## TEXTO FORNECIDO
——

O primeiro a topar costurar para a Marulho foi o Seu Filinho, hoje com 89 anos. Ela foi até a casa dele com um monte de redes e disse: “Me falaram que o senhor sabe costurar rede. Quer me ajudar?”. Ele começou a fazer dez, vinte saquinhos de mercado por mês, e Beatriz vendia na própria pousada para a qual trabalhava como instrutora de mergulho.
No primeiro ano, a Marulho faturou R$ 60 mil. Não havia lucro, e continua lucrando muito pouco hoje em dia: pouco mais da metade da grana que chegava virava investimento na empresa e o restante era distribuído entre os ribeirinhos. Nem a própria Beatriz se mantinha com o rendimento da empresa: ela, à época, ganhava uma bolsa de mestrado, o que garantia seu sustento. Seu sócio, Lucas, trabalhava meio período em outra empresa. Tudo o que a Marulho ganhava era para a comunidade.
Aos poucos, mais pescadores foram se interessando pelo projeto, que foi ganhando forma. Hoje, a Marulho oferece produtos personalizados a empresas que têm a sustentabilidade entre seus valores – elas encomendam da Marulho, que personaliza os produtos com seus logos, e os vende em grande escala. Mas há, também, a venda para o consumidor final.
Em quatro anos, a empresa cresceu: já produziu 140 mil produtos e gerou R$ 500 mil de renda à comunidade local. A quantidade de redes retiradas do oceano equivale à preservação de 600 mil vidas de animais marinhos, que seriam mortos proporcionalmente por essa quantidade de redes à mercê no mar.
As redes chegam a Marulho por diversas formas: o grupo realiza coletas tanto por cima (em praias e encostas) e por baixo d’água. “Quando a rede vai para o mar e afunda, é muito difícil e custoso recuperar. Então, a gente tenta coletar já por terra, para que isso não aconteça, parando o problema antes de ele existir”, conta Beatriz. “Cerca de 80% das redes que a gente coleta são encontradas antes de submergirem”.
Vira e mexe, pescadores batem na nossa porta com redes que eles teriam de descartar, mas não saberiam onde fazê-lo. Isso é bom para nós e para eles
A Marulho hoje tem três funcionários fixos, na gestão diária da empresa, e outras 17 pessoas que complementam a renda costurando. “Um exemplo: por cada 'redeca' nós pagamos R$ 5 aos produtores, e eles costuram cerca de 30 por dia. Então, eles já têm um ganho de R$ 150 por dia”, explica Beatriz. Elas são vendidas a R$ 11 cada.

——

## ATIVIDADES
[a] Responda às perguntas com base no texto sobre a Marulho.
(i) Quantos anos tem hoje o Seu Filinho?
(ii) Quanto a Marulho faturou no primeiro ano?
(iii) Quantas pessoas complementam a renda costurando para a Marulho?
[b] Transcreva fielmente o trecho do texto sobre a Marulho que começa em "Aos poucos, mais" e vai até "o consumidor final.".
[c] Dê continuidade ao texto sobre a Marulho a partir do ponto em que ele termina.
As entradas não têm relação com o texto sobre a Marulho.

——

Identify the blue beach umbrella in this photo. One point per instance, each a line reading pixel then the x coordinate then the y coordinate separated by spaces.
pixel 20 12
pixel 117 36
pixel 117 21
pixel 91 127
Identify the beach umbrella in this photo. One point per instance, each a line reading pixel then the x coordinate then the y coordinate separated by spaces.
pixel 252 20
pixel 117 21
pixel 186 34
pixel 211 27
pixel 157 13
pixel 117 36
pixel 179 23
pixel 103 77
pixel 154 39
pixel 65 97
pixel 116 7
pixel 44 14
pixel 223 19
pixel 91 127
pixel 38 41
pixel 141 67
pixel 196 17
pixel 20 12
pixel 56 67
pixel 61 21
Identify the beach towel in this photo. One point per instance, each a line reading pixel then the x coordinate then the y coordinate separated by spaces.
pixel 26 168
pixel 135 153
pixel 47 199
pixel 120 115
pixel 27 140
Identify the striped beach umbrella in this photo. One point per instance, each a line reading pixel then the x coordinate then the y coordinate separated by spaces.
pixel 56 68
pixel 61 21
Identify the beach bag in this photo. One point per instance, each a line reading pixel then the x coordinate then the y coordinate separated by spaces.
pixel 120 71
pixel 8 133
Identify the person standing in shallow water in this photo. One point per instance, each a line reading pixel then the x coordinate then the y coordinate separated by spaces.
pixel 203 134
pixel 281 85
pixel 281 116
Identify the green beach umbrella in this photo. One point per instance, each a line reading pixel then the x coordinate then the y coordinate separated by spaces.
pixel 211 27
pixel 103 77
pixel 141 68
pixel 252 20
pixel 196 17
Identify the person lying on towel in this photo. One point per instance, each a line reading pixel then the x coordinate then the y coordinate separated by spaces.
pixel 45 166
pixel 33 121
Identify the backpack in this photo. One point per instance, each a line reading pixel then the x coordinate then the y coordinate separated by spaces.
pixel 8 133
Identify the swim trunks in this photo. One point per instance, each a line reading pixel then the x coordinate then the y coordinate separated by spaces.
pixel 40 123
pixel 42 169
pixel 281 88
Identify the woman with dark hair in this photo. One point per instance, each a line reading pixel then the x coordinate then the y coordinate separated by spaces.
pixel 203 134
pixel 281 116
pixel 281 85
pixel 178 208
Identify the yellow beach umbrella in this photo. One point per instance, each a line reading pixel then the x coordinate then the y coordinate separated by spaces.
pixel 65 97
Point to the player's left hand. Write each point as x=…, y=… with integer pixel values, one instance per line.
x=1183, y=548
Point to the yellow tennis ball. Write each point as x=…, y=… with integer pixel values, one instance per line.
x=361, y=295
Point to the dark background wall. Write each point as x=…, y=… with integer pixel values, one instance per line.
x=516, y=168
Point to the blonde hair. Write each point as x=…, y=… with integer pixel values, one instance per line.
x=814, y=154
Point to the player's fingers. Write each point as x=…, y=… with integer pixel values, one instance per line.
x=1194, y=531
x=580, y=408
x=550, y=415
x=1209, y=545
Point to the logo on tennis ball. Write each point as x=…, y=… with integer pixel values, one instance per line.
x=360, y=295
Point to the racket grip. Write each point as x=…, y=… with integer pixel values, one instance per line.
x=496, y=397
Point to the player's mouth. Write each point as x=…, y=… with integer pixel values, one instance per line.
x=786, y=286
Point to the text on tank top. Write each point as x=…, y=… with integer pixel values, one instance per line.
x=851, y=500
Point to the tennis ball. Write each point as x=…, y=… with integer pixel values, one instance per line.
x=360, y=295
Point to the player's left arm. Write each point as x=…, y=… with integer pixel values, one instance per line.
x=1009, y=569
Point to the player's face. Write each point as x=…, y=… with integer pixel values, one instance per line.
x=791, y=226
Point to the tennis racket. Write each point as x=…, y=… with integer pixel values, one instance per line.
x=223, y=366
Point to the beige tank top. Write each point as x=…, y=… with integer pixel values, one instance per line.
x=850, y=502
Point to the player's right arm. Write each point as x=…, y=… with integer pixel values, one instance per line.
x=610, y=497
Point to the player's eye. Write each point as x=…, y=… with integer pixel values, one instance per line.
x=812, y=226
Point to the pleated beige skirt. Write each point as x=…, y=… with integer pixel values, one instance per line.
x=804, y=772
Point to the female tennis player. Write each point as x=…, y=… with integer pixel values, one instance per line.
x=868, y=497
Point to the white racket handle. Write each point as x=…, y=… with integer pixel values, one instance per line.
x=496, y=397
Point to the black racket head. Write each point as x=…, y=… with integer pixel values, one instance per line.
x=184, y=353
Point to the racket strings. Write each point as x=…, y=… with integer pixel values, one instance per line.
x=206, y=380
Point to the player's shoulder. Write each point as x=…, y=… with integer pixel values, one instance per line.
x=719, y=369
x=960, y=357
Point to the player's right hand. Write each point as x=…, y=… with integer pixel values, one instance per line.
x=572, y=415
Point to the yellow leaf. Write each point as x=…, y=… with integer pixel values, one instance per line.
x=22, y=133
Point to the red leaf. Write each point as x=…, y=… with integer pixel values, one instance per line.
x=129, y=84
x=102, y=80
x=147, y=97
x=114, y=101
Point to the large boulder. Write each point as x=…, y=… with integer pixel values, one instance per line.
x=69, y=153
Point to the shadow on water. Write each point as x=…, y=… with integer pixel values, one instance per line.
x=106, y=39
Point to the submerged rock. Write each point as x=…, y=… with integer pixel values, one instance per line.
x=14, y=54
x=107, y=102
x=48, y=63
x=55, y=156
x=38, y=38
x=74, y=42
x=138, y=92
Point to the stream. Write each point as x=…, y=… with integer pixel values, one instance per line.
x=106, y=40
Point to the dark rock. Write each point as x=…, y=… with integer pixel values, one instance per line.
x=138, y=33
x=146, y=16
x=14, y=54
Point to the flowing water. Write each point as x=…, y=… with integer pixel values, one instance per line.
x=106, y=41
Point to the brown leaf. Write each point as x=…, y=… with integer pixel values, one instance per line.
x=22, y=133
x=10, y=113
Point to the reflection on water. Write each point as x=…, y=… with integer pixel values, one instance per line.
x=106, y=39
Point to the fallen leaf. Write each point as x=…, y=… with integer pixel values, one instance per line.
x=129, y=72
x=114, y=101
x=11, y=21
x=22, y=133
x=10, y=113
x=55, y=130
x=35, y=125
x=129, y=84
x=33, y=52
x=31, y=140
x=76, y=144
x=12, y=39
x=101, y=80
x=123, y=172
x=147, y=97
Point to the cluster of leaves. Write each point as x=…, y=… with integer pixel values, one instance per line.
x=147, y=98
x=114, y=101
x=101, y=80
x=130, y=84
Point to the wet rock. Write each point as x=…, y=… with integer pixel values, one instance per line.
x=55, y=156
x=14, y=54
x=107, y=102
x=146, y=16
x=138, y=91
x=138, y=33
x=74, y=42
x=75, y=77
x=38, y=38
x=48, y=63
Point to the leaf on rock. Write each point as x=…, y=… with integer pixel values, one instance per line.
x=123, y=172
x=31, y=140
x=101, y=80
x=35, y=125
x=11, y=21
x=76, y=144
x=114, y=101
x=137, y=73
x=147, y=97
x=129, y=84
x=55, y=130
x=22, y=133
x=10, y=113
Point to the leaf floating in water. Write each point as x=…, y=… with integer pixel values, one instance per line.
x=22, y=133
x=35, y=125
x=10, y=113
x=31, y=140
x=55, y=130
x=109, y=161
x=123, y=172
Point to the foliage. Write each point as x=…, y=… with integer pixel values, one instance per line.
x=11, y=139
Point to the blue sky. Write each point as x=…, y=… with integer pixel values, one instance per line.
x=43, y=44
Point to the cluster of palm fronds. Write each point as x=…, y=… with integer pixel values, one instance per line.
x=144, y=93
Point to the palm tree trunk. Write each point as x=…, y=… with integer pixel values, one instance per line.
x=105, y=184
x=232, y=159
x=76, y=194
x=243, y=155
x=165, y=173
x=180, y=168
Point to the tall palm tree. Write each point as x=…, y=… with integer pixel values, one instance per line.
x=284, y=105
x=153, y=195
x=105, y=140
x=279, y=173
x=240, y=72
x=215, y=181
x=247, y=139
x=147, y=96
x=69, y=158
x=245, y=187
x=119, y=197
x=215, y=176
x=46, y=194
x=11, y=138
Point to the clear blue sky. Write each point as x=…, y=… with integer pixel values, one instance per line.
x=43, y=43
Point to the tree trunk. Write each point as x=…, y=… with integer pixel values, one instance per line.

——

## RESPOSTAS POR ITEM
[a]
(i) 89 anos.
(ii) R$ 60 mil.
(iii) 17 pessoas.

[b]
Aos poucos, mais pescadores foram se interessando pelo projeto, que foi ganhando forma. Hoje, a Marulho oferece produtos personalizados a empresas que têm a sustentabilidade entre seus valores – elas encomendam da Marulho, que personaliza os produtos com seus logos, e os vende em grande escala. Mas há, também, a venda para o consumidor final.

[c]
As “redecas” foram as pioneiras, mas hoje a empresa tem mais de 20 produtos criados – de chapéus a redes –, e a maior parte das vendas é feita online. “Já trabalhamos com marcas grandes, como Osklen, Boticário e Corona. Em vez de, em um evento, entregar uma ecobag, por que não entregar uma bolsa feita de redes de pesca?”, diz Beatriz.
A(mar) à primeira vista
Beatriz nasceu no interior de São Paulo (SP) e não teve muito contato com o mar nem em seus períodos de férias. Os pais preferiam viagens a destinos históricos e pouco praianos. Aos 15 anos, no entanto, ela ganhou de presente uma viagem a Fernando de Noronha, onde mergulhou pela primeira vez. “Me apaixonei”.
Descobriu, então, o curso de oceanografia, e decidiu que se formaria nesta área. Beatriz se especializou como instrutora de mergulho e, desde então, se manteve perto do mar. “Por isso, sempre achei que a preservação do oceano e das espécies marítimas deveriam ser pauta para todos que querem viver em um planeta sustentável”, diz.
Os pais visitam a filha em Ilha Grande (RJ) e se orgulham de sua jornada, apesar de saberem que suas escolhas de vida são atípicas. “Eles entendem, sabem do impacto social que busco gerar”.
Marulho quer dizer barulho do mar. A ideia é fazer barulho e chamar atenção para as causas de conservação do oceano
A empresária explica, ainda, que um dos objetivos da empresa é mostrar que dá para utilizar algo nocivo e transformar em um produto útil, com a ajuda de pessoas que vivem daquele ambiente. “A gente faz palestras com os pescadores. Explicamos por que é importante aproximar as pessoas e o oceano, uma vez que a gente só cuida do que ama. Para cuidar do mar, é necessário amá-lo e conhecê-lo”.